#### Alıntı
• Sonuç bulunamadı

Vergi Sistemimiz Kapsamlı Bir Reforma Tabi Tutulmalıdır

YILLAR Tarhiyat Önces

3.4. Vergi Konusunda Öneriler

3.4.1. Vergi Sistemimiz Kapsamlı Bir Reforma Tabi Tutulmalıdır

Vergi dışı piyasa ekonomisinin ortaya çıkmasını engellemek için öncelikle ideal bir vergi sistemi oluşturmak gerekir. İdeal bir vergi sisteminin oluşması için tüm kesimleri kapsayan çok taraflı bir vergi reformuna ihtiyaç vardır. Ancak böylesine kapsamlı bir vergi reformunun başarıya ulaşması için aşağıda belirtilen önerilere uyulmasında fayda vardır.

3.4.1.1. Vergi Sistemi Olabildiğince Basit ve Anlaşılır Olmalıdır

İdeal bir vergi sistemi için yapılacak yasal düzenlemeler, tüm uygulayıcılar ve vergi mükellefleri tarafından kolayca anlaşılır olmalıdır. Aksi halde çıkacak itilaflar, yargının yükünün artması yanında, mükellefler ve vergi çalışanları adına da zaman kayıplarına sebep olur. Sadece yasal düzenlemeleri yeterince anlayamadıkları için, bir kısım mükellefler vergiye tabi faaliyetini devlete bildiremeye bilir veya eksik bildirimde bulunabilir. Üstelik bu durumun vergi idaresince sonradan tespit edilmesi durumunda, iyi niyetli olmalarına rağmen, mükellefler cezalı ödemelerde bulunmak zorunda kalabilirler.

Bunun yanında, karmaşık ve anlaşılması güç yasal düzenlemeler, hem vergi idaresinin, hem mükelleflerin, hem de yargının işlem maliyetlerini arttırır. Özellikle vergi sorumluları, basitlik ilkesinden uzaklaşıldıkça, yasal düzenlemeleri takip edebilmek için uzman kişilerden yardım almak zorunda kalacakları gibi, vergi idaresi de personelinin eğitimi için daha fazla harcamada bulunmak zorunda kalacaktır.

3.4.1.2. Vergiler Karar Birimlerinin Karalarını Minimum Düzeyde Etkilemelidir

Kayıt dışı ekonominin ortaya çıkması ve genişlemesi istenmiyorsa, vergi sistemi karar birimlerinin yatırım, tüketim gibi ekonomi için oldukça önemli olan kararlarını ya hiç etkilememeli ya da minimum düzeyde etkilemelidir. Vergi, nihayetinde devletin iktisat politikası araçlarından birisidir ve her verginin az ya da çok mikro ekonomik ve makro ekonomik etkileri söz konusu olur. Ancak vergilerin tür olarak çoğalması ya da vergi yükünün artması halinde bunun hem mikro ekonomik etkileri (tüketicilerin ve üreticilerin karar ve tercihleri üzerindeki etkileri) hem de makro ekonomik etkileri (ekonomik büyüme, kaynak dağılımı üzerindeki etkileri vs.) daha açık olarak görülmeye başlanır. Bu noktada vergiler “tarafsız” olmaktan uzaklaşır ve müdahaleci olmaya başlar. Vergilerin müdahaleci niteliğe dönüşmesi ise nihai olarak vergi dışı piyasa ekonomisinin ortaya çıkmasını sağlayabilir. Daha açık olarak ifade etmek gerekirse, çeşitli iktisat politikası amaçlarını gerçekleştirmek için dizayn edilen ve tatbik edilen bir vergi politikası, uzun dönemde bireylerin vergiden kaçınmalarına ve vergi kaçakçılığına yönelmelerine neden olabilir (Aktan, 2000; 1). Bu durumda kayıt dışı ekonomi istenilmediği halde artar.

#### Çıkarılan Öğeler
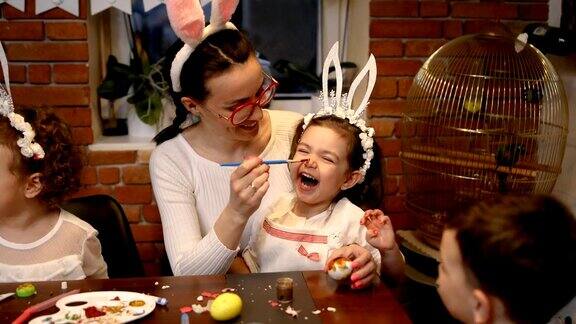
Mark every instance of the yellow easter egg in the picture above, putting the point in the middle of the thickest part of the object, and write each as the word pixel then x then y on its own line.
pixel 226 306
pixel 473 105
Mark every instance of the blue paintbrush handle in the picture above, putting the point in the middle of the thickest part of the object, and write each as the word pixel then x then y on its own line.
pixel 265 162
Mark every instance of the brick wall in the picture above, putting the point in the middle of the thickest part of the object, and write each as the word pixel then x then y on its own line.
pixel 48 57
pixel 403 34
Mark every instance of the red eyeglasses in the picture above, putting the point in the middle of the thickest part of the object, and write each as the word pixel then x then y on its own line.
pixel 242 111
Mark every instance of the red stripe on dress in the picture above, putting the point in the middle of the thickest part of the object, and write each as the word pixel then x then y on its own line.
pixel 298 237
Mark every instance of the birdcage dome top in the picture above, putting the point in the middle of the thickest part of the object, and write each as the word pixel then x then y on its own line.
pixel 490 56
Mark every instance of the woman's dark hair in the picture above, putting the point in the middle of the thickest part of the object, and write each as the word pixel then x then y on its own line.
pixel 521 249
pixel 212 57
pixel 368 194
pixel 61 165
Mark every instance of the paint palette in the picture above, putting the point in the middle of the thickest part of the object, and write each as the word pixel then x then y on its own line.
pixel 100 307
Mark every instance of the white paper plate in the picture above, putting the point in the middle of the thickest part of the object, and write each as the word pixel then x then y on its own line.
pixel 75 305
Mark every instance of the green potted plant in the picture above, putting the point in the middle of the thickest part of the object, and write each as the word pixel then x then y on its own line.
pixel 141 81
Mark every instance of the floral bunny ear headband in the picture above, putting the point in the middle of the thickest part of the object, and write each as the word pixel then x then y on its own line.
pixel 187 20
pixel 28 147
pixel 340 105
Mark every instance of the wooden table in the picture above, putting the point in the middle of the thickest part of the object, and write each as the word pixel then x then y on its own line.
pixel 313 290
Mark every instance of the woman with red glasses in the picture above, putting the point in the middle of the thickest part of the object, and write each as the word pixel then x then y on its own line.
pixel 208 211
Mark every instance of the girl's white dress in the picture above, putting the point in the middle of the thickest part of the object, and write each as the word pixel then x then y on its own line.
pixel 287 242
pixel 70 251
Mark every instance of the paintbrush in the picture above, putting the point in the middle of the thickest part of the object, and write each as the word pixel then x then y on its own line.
pixel 266 162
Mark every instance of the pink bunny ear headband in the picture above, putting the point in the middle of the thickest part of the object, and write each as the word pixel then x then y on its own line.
pixel 28 147
pixel 187 20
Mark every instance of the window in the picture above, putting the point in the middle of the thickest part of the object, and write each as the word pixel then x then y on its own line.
pixel 290 36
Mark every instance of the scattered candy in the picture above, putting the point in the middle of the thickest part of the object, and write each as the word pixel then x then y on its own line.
pixel 273 303
pixel 199 309
pixel 137 312
pixel 184 318
pixel 137 303
pixel 186 309
pixel 208 294
pixel 162 301
pixel 25 290
pixel 291 311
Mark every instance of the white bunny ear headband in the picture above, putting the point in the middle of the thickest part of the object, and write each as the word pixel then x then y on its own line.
pixel 340 105
pixel 28 147
pixel 187 20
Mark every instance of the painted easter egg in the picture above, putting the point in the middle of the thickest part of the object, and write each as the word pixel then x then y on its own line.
pixel 226 306
pixel 340 268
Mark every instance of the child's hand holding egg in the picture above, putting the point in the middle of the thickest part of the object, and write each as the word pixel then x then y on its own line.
pixel 340 268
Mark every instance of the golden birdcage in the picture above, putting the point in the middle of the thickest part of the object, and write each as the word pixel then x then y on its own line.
pixel 486 114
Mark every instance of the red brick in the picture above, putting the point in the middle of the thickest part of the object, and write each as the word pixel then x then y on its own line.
pixel 394 204
pixel 402 185
pixel 143 156
pixel 136 174
pixel 148 251
pixel 406 28
pixel 51 96
pixel 109 175
pixel 397 67
pixel 383 127
pixel 88 191
pixel 385 88
pixel 389 146
pixel 47 52
pixel 151 213
pixel 147 232
pixel 393 166
pixel 394 9
pixel 66 31
pixel 385 108
pixel 391 186
pixel 39 73
pixel 133 213
pixel 433 9
pixel 17 73
pixel 404 86
pixel 423 48
pixel 111 157
pixel 491 10
pixel 75 116
pixel 533 11
pixel 82 135
pixel 402 220
pixel 88 176
pixel 452 29
pixel 386 48
pixel 9 12
pixel 71 73
pixel 134 194
pixel 20 30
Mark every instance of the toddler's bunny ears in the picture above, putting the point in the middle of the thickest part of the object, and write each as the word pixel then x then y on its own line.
pixel 340 105
pixel 187 20
pixel 28 147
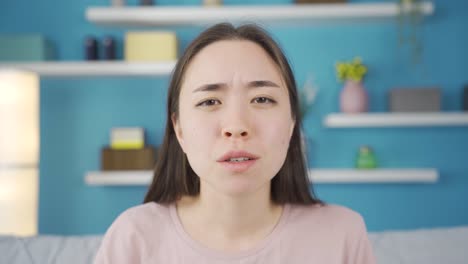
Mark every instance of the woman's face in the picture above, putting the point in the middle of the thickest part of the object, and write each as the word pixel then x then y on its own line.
pixel 235 120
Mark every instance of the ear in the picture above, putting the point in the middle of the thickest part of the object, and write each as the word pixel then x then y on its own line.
pixel 177 130
pixel 291 129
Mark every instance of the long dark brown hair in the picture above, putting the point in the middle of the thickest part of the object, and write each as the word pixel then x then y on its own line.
pixel 173 176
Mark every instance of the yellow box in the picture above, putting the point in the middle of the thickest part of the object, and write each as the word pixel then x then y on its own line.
pixel 150 46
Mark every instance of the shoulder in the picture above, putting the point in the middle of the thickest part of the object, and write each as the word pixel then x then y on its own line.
pixel 331 217
pixel 134 234
pixel 141 219
pixel 148 212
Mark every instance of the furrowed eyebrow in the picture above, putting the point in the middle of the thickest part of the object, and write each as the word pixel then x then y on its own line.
pixel 256 84
pixel 219 86
pixel 210 87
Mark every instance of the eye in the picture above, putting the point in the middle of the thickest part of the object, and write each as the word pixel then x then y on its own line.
pixel 263 100
pixel 209 102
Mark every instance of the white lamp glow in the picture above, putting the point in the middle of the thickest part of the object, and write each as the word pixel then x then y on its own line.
pixel 19 152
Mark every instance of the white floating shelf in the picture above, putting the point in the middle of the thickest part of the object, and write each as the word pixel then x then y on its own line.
pixel 397 119
pixel 199 15
pixel 374 176
pixel 94 69
pixel 143 178
pixel 124 178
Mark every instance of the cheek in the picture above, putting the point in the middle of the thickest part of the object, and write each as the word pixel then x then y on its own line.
pixel 277 134
pixel 198 134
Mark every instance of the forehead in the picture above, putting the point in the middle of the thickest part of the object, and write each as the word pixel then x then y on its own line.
pixel 224 61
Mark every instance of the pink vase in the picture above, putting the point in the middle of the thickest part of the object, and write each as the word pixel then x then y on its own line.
pixel 353 97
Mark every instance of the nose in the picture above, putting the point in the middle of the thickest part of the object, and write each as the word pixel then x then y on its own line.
pixel 235 133
pixel 236 124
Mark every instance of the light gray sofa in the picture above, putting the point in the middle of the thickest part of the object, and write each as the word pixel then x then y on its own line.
pixel 424 246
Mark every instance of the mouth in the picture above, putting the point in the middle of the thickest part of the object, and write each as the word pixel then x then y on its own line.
pixel 238 161
pixel 237 156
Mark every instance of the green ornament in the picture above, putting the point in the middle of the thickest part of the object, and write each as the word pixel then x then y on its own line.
pixel 366 158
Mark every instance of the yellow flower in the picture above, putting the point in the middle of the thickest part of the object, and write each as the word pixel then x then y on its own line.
pixel 352 70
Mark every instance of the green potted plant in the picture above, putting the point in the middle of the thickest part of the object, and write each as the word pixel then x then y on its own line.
pixel 353 96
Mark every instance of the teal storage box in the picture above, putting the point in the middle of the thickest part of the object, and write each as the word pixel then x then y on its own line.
pixel 25 47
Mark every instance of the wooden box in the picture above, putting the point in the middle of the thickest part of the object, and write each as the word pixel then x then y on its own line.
pixel 128 159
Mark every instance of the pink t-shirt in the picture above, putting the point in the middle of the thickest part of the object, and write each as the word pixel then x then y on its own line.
pixel 153 233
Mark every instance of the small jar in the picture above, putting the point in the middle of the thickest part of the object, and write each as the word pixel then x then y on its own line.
pixel 109 46
pixel 91 48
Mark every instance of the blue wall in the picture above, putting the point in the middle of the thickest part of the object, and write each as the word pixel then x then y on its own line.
pixel 77 114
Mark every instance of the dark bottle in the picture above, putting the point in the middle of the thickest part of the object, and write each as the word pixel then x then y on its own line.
pixel 465 98
pixel 91 48
pixel 108 44
pixel 146 2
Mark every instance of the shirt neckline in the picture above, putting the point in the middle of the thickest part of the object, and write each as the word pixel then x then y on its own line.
pixel 199 247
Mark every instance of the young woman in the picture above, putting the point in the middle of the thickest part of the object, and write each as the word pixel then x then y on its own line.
pixel 230 185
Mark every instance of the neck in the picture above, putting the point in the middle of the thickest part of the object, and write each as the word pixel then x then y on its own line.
pixel 229 222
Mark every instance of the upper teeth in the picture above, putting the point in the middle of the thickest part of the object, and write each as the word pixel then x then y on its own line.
pixel 239 159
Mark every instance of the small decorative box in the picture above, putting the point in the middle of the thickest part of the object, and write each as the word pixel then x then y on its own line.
pixel 150 46
pixel 128 159
pixel 415 100
pixel 127 138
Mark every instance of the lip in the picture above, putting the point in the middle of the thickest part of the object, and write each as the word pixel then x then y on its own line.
pixel 240 166
pixel 237 154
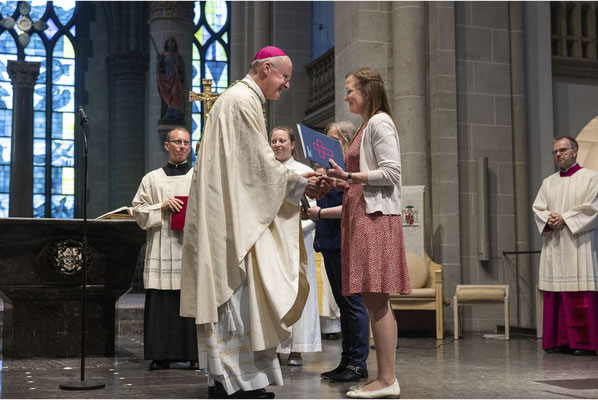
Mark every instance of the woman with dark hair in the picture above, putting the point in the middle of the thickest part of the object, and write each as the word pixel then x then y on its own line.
pixel 372 249
pixel 355 322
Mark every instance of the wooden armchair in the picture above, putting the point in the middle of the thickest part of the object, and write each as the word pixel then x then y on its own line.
pixel 426 284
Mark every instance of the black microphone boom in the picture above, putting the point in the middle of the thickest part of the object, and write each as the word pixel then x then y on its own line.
pixel 81 112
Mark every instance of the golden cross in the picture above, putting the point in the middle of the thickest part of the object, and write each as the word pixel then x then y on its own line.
pixel 208 98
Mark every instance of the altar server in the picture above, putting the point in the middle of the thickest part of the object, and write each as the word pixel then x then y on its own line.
pixel 566 213
pixel 167 337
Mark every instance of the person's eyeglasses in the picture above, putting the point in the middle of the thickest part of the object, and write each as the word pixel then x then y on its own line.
pixel 287 78
pixel 180 142
pixel 557 151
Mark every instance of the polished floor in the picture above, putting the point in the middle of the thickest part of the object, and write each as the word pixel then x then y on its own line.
pixel 473 367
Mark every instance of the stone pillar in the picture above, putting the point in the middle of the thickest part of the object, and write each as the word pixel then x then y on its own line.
pixel 23 75
pixel 250 31
pixel 127 125
pixel 410 103
pixel 445 236
pixel 167 18
pixel 520 165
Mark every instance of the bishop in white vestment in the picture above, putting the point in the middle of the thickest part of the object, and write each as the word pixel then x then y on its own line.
pixel 566 213
pixel 243 277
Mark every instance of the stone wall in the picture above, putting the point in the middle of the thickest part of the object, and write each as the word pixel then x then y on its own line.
pixel 485 130
pixel 97 109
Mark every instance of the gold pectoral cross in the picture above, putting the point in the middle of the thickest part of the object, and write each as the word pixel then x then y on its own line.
pixel 208 98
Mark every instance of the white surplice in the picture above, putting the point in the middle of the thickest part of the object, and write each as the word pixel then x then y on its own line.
pixel 305 333
pixel 162 269
pixel 569 259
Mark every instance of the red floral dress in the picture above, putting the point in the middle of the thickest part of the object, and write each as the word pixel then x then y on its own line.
pixel 372 249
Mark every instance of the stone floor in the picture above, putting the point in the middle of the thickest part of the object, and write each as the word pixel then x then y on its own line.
pixel 473 367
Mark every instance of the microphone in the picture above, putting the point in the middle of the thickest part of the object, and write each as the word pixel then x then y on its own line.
pixel 81 112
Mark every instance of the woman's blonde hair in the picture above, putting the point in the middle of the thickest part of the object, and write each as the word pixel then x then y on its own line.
pixel 291 133
pixel 371 84
pixel 346 130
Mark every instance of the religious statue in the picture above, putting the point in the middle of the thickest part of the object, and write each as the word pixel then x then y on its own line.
pixel 171 82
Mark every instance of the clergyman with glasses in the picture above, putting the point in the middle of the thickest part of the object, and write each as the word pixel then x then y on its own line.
pixel 167 336
pixel 566 213
pixel 244 261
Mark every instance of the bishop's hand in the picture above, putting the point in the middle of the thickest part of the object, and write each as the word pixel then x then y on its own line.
pixel 173 204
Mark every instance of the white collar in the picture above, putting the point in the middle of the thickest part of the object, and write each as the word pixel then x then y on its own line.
pixel 254 85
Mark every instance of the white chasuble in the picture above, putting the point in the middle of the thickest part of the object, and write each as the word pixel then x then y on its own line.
pixel 569 259
pixel 162 268
pixel 243 212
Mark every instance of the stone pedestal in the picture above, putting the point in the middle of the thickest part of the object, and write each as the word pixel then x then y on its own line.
pixel 23 75
pixel 41 286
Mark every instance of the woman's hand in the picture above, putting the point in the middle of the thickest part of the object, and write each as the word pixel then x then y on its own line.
pixel 312 213
pixel 336 171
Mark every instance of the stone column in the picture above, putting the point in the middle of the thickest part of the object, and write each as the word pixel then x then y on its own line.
pixel 127 125
pixel 410 105
pixel 520 167
pixel 167 18
pixel 445 236
pixel 23 75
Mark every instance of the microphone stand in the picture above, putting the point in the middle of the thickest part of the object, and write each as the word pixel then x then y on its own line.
pixel 83 384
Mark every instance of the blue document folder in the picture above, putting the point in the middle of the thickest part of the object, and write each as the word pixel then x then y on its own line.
pixel 319 148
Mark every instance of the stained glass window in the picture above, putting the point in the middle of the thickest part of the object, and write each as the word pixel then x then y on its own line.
pixel 211 53
pixel 53 105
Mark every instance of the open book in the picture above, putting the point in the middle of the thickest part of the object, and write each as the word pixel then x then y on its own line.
pixel 120 213
pixel 320 148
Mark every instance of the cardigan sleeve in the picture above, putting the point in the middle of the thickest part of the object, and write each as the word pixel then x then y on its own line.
pixel 386 148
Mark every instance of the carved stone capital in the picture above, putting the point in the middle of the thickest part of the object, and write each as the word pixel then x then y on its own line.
pixel 127 65
pixel 23 73
pixel 171 10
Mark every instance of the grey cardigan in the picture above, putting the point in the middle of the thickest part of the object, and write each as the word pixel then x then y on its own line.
pixel 380 155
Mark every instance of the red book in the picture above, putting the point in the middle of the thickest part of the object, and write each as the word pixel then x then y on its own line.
pixel 178 220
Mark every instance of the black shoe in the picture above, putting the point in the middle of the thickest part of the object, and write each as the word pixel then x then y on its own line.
pixel 159 364
pixel 220 393
pixel 350 374
pixel 327 375
pixel 560 349
pixel 582 352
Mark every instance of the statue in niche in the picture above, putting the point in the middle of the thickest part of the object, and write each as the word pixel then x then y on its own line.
pixel 171 84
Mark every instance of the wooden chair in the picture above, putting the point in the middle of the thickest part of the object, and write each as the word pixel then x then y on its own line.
pixel 469 295
pixel 426 285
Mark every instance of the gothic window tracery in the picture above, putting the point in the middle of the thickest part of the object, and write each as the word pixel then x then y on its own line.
pixel 211 53
pixel 53 103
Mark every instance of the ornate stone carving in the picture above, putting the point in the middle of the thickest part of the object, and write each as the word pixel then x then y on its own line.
pixel 66 257
pixel 171 9
pixel 321 74
pixel 127 65
pixel 23 73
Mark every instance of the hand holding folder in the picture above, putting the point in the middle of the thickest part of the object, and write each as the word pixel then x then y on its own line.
pixel 177 222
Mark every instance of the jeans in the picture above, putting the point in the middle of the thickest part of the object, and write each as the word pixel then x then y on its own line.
pixel 355 321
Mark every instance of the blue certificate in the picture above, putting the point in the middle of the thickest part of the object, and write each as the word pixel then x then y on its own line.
pixel 319 148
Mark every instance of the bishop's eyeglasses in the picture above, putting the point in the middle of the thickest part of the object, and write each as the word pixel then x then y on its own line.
pixel 287 78
pixel 561 150
pixel 180 142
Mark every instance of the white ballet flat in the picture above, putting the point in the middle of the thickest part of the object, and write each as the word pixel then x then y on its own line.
pixel 390 392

#### Alıştırmalar
1. Alıntıya göre ideal bir vergi sisteminin oluşması için neye ihtiyaç vardır?
2. Alıntıda vergiyle ilgili yasal düzenlemelerin kolayca anlaşılır olması neden gerekli görülüyor? Bir ile üç cümle arasında açıklayın.
3. Alıntının "3.4.1.1. Vergi Sistemi" sözleriyle başlayıp "bulunmak zorunda kalabilirler." sözleriyle biten bölümünü kelimesi kelimesine aktarın.

#### Eksiksiz Cevaplar
1. Tüm kesimleri kapsayan çok taraflı bir vergi reformuna ihtiyaç vardır.

2. Anlaşılması güç düzenlemeler itilaflara yol açar. Bu itilaflar yargının yükünü artırır, mükellefler ve vergi çalışanları için zaman kaybına neden olur. Ayrıca bazı mükellefler düzenlemeleri anlayamadıkları için faaliyetlerini bildirmeyebilir ya da eksik bildirebilir ve iyi niyetli olsalar bile cezalı ödeme yapmak zorunda kalabilir.

3.
3.4.1.1. Vergi Sistemi Olabildiğince Basit ve Anlaşılır Olmalıdır

İdeal bir vergi sistemi için yapılacak yasal düzenlemeler, tüm uygulayıcılar ve vergi mükellefleri tarafından kolayca anlaşılır olmalıdır. Aksi halde çıkacak itilaflar, yargının yükünün artması yanında, mükellefler ve vergi çalışanları adına da zaman kayıplarına sebep olur. Sadece yasal düzenlemeleri yeterince anlayamadıkları için, bir kısım mükellefler vergiye tabi faaliyetini devlete bildiremeye bilir veya eksik bildirimde bulunabilir. Üstelik bu durumun vergi idaresince sonradan tespit edilmesi durumunda, iyi niyetli olmalarına rağmen, mükellefler cezalı ödemelerde bulunmak zorunda kalabilirler.